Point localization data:
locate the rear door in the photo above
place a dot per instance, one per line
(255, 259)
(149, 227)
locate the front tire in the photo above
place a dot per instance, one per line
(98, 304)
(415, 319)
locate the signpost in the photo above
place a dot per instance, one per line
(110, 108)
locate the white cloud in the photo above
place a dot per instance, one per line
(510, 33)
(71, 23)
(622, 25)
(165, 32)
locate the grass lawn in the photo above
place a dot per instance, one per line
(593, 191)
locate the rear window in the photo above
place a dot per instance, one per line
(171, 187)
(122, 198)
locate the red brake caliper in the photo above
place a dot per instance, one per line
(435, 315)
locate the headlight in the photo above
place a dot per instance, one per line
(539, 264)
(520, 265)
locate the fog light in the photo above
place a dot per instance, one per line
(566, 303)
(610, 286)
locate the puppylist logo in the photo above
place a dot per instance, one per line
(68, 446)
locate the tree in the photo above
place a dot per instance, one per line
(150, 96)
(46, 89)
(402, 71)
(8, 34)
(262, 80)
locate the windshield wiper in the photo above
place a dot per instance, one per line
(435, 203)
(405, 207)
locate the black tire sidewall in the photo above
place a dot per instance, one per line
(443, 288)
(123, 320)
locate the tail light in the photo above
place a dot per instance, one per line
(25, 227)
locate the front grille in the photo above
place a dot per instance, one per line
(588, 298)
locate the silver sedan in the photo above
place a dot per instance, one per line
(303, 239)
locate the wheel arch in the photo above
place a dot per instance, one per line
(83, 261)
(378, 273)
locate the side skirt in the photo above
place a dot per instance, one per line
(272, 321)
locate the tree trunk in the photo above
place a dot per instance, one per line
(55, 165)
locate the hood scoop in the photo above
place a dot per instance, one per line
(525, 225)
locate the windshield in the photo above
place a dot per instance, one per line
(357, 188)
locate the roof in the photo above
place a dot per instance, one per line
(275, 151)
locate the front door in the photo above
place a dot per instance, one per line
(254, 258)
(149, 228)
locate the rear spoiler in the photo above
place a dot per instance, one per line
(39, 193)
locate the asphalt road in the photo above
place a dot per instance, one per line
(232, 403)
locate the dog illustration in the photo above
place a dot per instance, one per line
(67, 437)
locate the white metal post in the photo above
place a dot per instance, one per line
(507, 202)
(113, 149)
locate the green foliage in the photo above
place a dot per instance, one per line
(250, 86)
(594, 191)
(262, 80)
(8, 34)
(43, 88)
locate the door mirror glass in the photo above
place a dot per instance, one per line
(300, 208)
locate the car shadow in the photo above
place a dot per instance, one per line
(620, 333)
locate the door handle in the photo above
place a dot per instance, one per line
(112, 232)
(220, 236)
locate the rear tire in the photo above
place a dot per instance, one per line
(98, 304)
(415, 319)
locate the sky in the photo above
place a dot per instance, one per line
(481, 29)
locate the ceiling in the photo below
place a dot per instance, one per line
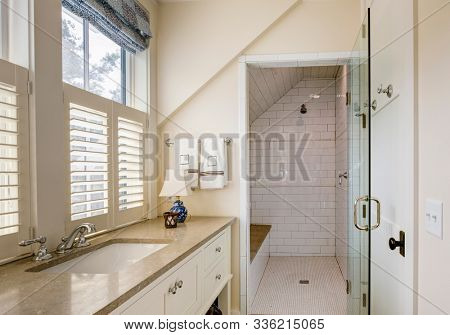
(268, 85)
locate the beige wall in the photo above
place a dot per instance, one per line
(198, 38)
(308, 27)
(434, 137)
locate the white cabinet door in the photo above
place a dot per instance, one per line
(182, 290)
(152, 303)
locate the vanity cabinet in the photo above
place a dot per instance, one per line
(191, 286)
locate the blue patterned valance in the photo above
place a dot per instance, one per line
(126, 22)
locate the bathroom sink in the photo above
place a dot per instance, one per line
(108, 259)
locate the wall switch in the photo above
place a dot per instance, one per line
(434, 217)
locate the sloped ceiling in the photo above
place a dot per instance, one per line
(268, 85)
(198, 39)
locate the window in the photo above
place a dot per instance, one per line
(88, 162)
(131, 164)
(14, 160)
(106, 153)
(92, 61)
(9, 161)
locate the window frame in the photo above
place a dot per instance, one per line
(17, 76)
(124, 60)
(4, 31)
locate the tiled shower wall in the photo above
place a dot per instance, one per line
(292, 164)
(341, 167)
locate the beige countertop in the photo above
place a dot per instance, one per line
(25, 292)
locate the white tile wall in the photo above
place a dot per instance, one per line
(257, 268)
(341, 166)
(292, 161)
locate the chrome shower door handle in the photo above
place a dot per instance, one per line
(355, 213)
(378, 213)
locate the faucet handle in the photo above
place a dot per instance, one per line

WHAT IS EXPECTED :: Scan the entries above for the word "windshield", then copy every line in which it occurs.

RESULT FOR THIS TASK ::
locate the windshield wiper in the photo above
locate the windshield in the photo above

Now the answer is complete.